* Requirement 1: According to the biography of John Clarence Stewart, which university did he graduate from in 2009?

* Document section:
==================================================
John Clarence Stewart (born August 16, 1988) is an American actor and singer, best known for his role as Simon on Zoey's Extraordinary Playlist (2020-21). Prior to that, Stewart was recognized for portraying Alex Wesley on Luke Cage (2016–18) and Lionel on What/If (2019).

Early life 
Stewart was born in 1987 in Stone Mountain, Georgia. He initially attended Shiloh High School before transferring to George Walton Academy on a football scholarship for one year. His senior year he transferred back to Shiloh High School. He performed in his school musical Once on This Island. He attended Columbus State University, graduating in 2009 with a BFA in Performance Theater. He then attended Kennesaw State University, graduating in 2012 with a BA in Theater and Performance Studies and Dance. Thereafter he performed educational theatre for Kaiser Permanente in Atlanta. Along with many plays at the Alliance Theater, including The Whipping Man, Choir Boy, A Christmas Carol. He also taught and in the summer camp. While working on Choir Boy John understudied the production at Manhattan Theatre Club, the same production was a co-pro with the Alliance Theatre.  John premiered the role of Trey in Brownsville Song B-Side for Trey at Actors Theatre of Louisville. Before moving to New York John also performed in Bull Durham the Musical at the Alliance. At 24 years old, he moved to New York City and then to Los Angeles to further pursue acting.
==================================================
* Raw records:
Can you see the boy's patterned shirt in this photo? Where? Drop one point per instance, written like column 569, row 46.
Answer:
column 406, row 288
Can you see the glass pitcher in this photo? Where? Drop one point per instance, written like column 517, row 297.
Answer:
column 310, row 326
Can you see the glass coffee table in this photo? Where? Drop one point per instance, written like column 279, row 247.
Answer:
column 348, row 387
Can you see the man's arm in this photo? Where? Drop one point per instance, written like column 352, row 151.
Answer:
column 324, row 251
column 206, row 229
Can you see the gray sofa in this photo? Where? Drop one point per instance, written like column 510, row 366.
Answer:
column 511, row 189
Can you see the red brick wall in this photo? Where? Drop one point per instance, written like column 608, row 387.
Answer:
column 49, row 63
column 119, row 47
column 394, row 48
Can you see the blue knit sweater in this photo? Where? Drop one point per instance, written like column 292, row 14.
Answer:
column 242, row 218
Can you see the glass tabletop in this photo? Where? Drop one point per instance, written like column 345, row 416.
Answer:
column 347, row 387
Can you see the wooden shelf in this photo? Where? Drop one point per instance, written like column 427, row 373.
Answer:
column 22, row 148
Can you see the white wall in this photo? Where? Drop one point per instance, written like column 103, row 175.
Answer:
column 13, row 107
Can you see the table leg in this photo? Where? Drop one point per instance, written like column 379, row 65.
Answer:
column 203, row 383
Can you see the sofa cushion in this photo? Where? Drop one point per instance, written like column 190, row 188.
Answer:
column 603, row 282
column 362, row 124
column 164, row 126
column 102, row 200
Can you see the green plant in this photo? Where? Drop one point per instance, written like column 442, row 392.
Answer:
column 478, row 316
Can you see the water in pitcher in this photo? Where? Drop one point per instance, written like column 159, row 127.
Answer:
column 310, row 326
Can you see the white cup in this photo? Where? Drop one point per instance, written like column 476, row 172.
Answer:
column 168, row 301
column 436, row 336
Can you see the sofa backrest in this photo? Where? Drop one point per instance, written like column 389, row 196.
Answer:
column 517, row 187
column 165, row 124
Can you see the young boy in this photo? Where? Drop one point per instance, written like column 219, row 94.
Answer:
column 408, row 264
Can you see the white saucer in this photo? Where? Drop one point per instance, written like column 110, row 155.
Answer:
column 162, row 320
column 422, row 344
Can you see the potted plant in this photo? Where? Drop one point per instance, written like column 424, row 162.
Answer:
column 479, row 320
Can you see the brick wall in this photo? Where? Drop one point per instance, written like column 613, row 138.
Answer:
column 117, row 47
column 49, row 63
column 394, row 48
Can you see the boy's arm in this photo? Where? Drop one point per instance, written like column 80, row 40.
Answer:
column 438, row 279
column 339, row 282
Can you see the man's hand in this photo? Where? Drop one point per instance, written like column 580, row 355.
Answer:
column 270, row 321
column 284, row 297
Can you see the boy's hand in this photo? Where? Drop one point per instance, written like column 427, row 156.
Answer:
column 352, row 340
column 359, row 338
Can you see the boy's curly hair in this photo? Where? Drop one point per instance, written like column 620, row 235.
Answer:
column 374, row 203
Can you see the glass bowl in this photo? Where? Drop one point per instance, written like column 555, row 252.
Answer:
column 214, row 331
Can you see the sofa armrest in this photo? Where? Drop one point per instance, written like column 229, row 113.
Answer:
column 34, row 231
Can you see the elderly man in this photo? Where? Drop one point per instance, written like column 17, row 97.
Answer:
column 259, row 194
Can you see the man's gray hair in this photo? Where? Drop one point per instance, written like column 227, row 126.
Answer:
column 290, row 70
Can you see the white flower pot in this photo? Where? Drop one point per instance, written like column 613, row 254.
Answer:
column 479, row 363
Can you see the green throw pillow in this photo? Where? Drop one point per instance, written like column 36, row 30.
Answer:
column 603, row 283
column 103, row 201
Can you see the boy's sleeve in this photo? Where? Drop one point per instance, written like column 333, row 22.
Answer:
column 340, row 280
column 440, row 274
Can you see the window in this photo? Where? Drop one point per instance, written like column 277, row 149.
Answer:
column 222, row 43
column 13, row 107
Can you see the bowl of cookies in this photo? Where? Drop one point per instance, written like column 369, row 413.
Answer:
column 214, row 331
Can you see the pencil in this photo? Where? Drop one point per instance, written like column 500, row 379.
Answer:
==================================================
* Requirement 2: Pick out every line of the records that contains the word "green".

* Task solution 1: Columbus State University

* Task solution 2:
Can you see the green plant in this photo? Where? Drop one point per instance, written like column 442, row 392.
Can you see the green throw pillow in this photo? Where? Drop one point per instance, written like column 36, row 30.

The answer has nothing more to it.